BEGIN Extracted material

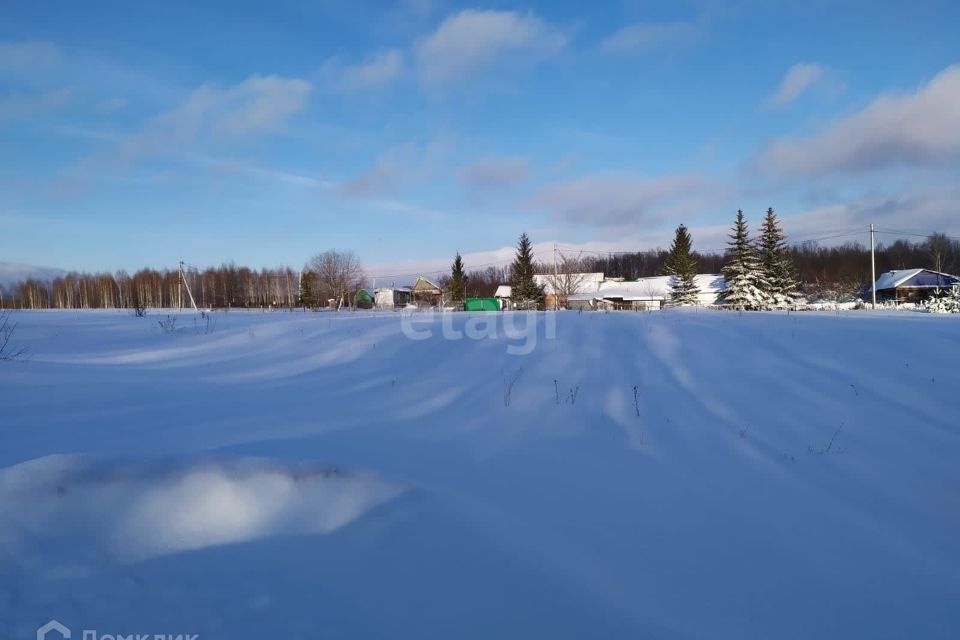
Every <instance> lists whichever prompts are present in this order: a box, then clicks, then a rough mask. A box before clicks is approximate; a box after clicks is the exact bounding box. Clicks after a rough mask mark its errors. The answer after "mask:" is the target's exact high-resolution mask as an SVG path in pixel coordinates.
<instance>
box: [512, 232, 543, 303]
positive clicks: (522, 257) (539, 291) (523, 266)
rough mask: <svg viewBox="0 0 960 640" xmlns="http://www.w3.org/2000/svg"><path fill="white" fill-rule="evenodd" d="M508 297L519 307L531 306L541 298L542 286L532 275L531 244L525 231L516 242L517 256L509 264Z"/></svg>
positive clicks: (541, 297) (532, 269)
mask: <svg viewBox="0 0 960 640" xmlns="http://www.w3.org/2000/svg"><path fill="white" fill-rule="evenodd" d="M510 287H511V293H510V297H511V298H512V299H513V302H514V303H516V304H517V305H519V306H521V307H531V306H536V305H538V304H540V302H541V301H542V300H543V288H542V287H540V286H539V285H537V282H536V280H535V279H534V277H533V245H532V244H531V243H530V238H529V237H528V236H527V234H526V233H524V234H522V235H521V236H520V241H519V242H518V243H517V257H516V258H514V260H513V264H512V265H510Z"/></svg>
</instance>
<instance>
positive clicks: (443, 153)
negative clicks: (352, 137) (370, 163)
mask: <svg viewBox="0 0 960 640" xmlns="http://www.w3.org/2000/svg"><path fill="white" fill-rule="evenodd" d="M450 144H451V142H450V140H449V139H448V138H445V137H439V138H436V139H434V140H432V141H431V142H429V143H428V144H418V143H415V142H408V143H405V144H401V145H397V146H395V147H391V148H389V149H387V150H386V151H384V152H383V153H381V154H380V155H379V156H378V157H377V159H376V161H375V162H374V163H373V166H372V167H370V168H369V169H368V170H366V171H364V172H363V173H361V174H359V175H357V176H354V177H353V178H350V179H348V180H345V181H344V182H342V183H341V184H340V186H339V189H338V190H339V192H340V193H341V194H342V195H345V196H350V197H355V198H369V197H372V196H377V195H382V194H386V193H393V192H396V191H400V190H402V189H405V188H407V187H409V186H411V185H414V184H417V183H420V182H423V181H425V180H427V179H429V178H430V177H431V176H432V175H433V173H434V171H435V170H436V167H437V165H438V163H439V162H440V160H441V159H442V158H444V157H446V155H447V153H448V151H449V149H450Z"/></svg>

END Extracted material

* Assignment *
Copy out the lines above word for word, omitting the pictures.

* Output for this task *
Every <instance> lists whichever prompts are present in this order: a box, then clicks, then a rough mask. A box before clicks is approximate; a box after clicks is the exact bounding box. Clicks after a rough mask mark its errors. The answer after "mask:" is the target's exact high-resolution mask as an SVG path in pixel coordinates.
<instance>
box: [512, 232, 543, 303]
positive clicks: (522, 257) (539, 291) (523, 266)
rough mask: <svg viewBox="0 0 960 640" xmlns="http://www.w3.org/2000/svg"><path fill="white" fill-rule="evenodd" d="M508 297L519 307L531 306L541 298L542 286L532 275L531 244L525 231L516 242L517 256L509 264Z"/></svg>
positive clicks: (541, 297) (532, 269)
mask: <svg viewBox="0 0 960 640" xmlns="http://www.w3.org/2000/svg"><path fill="white" fill-rule="evenodd" d="M510 287H511V293H510V297H511V298H512V299H513V302H514V303H516V304H517V305H519V306H521V307H531V306H536V305H538V304H540V302H541V301H542V300H543V288H542V287H540V286H539V285H537V282H536V280H535V279H534V277H533V245H532V244H531V243H530V238H529V237H528V236H527V234H526V233H524V234H522V235H521V236H520V241H519V242H518V243H517V257H516V258H514V260H513V264H512V265H510Z"/></svg>
</instance>
<instance>
positive clicks: (443, 153)
negative clicks: (352, 137) (370, 163)
mask: <svg viewBox="0 0 960 640" xmlns="http://www.w3.org/2000/svg"><path fill="white" fill-rule="evenodd" d="M450 144H451V142H450V140H449V139H448V138H445V137H439V138H436V139H434V140H432V141H431V142H429V143H428V144H418V143H415V142H408V143H405V144H401V145H397V146H395V147H391V148H389V149H387V150H386V151H384V152H383V153H381V154H380V155H379V156H378V157H377V159H376V161H375V162H374V163H373V166H372V167H370V168H369V169H368V170H366V171H364V172H363V173H361V174H359V175H357V176H354V177H353V178H350V179H348V180H345V181H344V182H342V183H341V184H340V186H339V189H338V190H339V192H340V193H341V194H342V195H345V196H350V197H355V198H369V197H372V196H377V195H382V194H386V193H393V192H396V191H400V190H402V189H405V188H407V187H409V186H411V185H414V184H417V183H420V182H423V181H425V180H427V179H429V178H430V177H431V176H432V175H433V173H434V171H435V170H436V167H437V165H438V163H439V162H440V160H441V159H442V158H444V157H446V155H447V153H448V151H449V149H450Z"/></svg>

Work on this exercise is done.